──────── Page

Forum Moderators: open
- Key phrase in domain name / URLs
- Lots of internal links with key phrase in anchor text, ALT tags, etc
- Lots of low PR backlinks with good link text that don't get shown with the Google link: search. Try ATW.
- Their SEO is bad but the competitors are worse :-)
- They're using some nasty spam technique you haven't spotted
- They got lucky
I think the engineers at the Plex might be a little disheartened that you would think that there algo is that simple!
I would certainly look at the alt tags, structure of the site (should be terrible if no SEO), and lastly the incoming link text, whether high or low.
Originally Google was set up with two inverted indexes. One was the fancy index, the other was the plain index. The idea behind this was that many one-word searches could be satisfied by consulting the smaller fancy index, without the need for going on to the plain (full text) index.
I have seen many (too many) examples of pages ranking high when the keywords appear only in anchor text from backlinks, and do not appear at all on the page itself.
What Google has done in their war against spam, it seems to me, is to overhaul their fancy index so that instead of being based on scraping the most important words off of a page, now it's based on scraping the anchor text from backlinks. This makes sense for two reasons: 1) anchor text (especially if the backlink is external to the site) is more immune to spamming, compared to on-page features, and 2) the entire front end of their ranking process was tuned to PageRank, which was link based, and was precomputed irrespective of the content on the page. It would not be that difficult to compile a separate fancy inverted index based on anchor text in links, at the same time that PageRank is computed, since the overall architecture would not have to change that much.
What I think happens is that if they get a very close match based on anchor text from the fancy inverted index, then this is sufficient to satisfy the search query. If they cannot return enough such matches to fill the SERP page with links, then they go on to consult the main (full text) inverted index. That's why you see pages flying to the top of the SERPs based on close matches with anchor text, when the search terms do not even appear on the page.
The entire effort at Google is optimized for speed. The more precomputation you can do before consulting the full text of a page, the faster you can return results that are superficially ranked ("superficial" here means a ranking based on something less than full-text analysis). This is what made Google scalable, and this is the reason why they can handle 200 million queries a day.
In a sense, Google became so big so fast, that they are now a prisoner of their own efficiencies.
We've recently taken on a new (PR4) client who is now no. 3 in serps for a very competitive phrase without us having touched the site - yet. (No reference - yet - on the home page to the main phrase)
Achieved through use of optimised anchor text on other decent sites.
`
A good link from an important source with good keyword text does wonders! :)
If Google wants an accurate count of maximum page hits, they would have to add the fancy index hits to the plain index hits and then subtract all the same-page overlaps.

────────────────
──────── Records provided

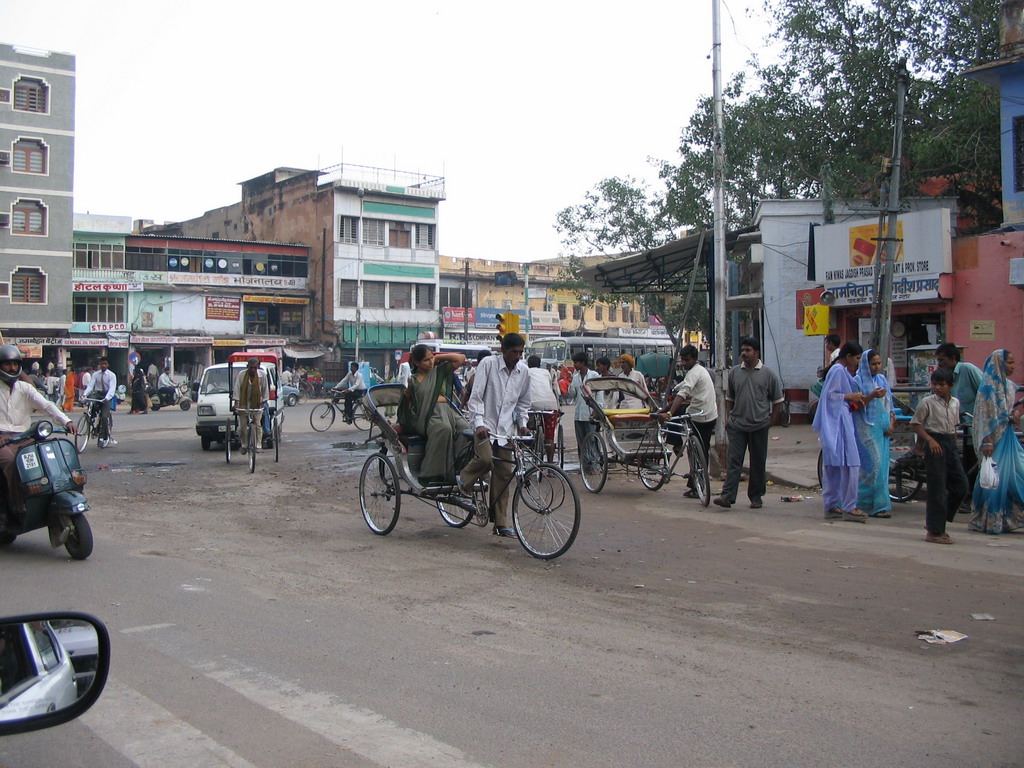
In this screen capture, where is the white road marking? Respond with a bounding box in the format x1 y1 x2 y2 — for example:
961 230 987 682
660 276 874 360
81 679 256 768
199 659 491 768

────────────────
──────── Records provided

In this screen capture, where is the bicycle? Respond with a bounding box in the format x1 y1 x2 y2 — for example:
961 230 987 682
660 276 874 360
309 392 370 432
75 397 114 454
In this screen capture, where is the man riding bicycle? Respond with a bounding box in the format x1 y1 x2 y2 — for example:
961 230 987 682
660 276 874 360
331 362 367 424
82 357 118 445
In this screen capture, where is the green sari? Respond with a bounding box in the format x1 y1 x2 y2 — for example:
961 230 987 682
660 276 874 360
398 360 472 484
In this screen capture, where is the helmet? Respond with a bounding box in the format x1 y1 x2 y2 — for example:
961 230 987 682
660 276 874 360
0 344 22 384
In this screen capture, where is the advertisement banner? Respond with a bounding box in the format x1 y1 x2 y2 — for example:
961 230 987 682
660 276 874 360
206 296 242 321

────────────────

* _Your tasks_
**a.** List every point in the dash-marked list near the start of the forum thread.
**b.** Transcribe the forum thread from the words "- Their SEO" through the words "the page itself.".
These rows have nothing to do with the forum thread.

* _Exercise solutions_
**a.**
- Key phrase in domain name / URLs
- Lots of internal links with key phrase in anchor text, ALT tags, etc
- Lots of low PR backlinks with good link text that don't get shown with the Google link: search. Try ATW.
- Their SEO is bad but the competitors are worse :-)
- They're using some nasty spam technique you haven't spotted
- They got lucky

**b.**
- Their SEO is bad but the competitors are worse :-)
- They're using some nasty spam technique you haven't spotted
- They got lucky
I think the engineers at the Plex might be a little disheartened that you would think that there algo is that simple!
I would certainly look at the alt tags, structure of the site (should be terrible if no SEO), and lastly the incoming link text, whether high or low.
Originally Google was set up with two inverted indexes. One was the fancy index, the other was the plain index. The idea behind this was that many one-word searches could be satisfied by consulting the smaller fancy index, without the need for going on to the plain (full text) index.
I have seen many (too many) examples of pages ranking high when the keywords appear only in anchor text from backlinks, and do not appear at all on the page itself.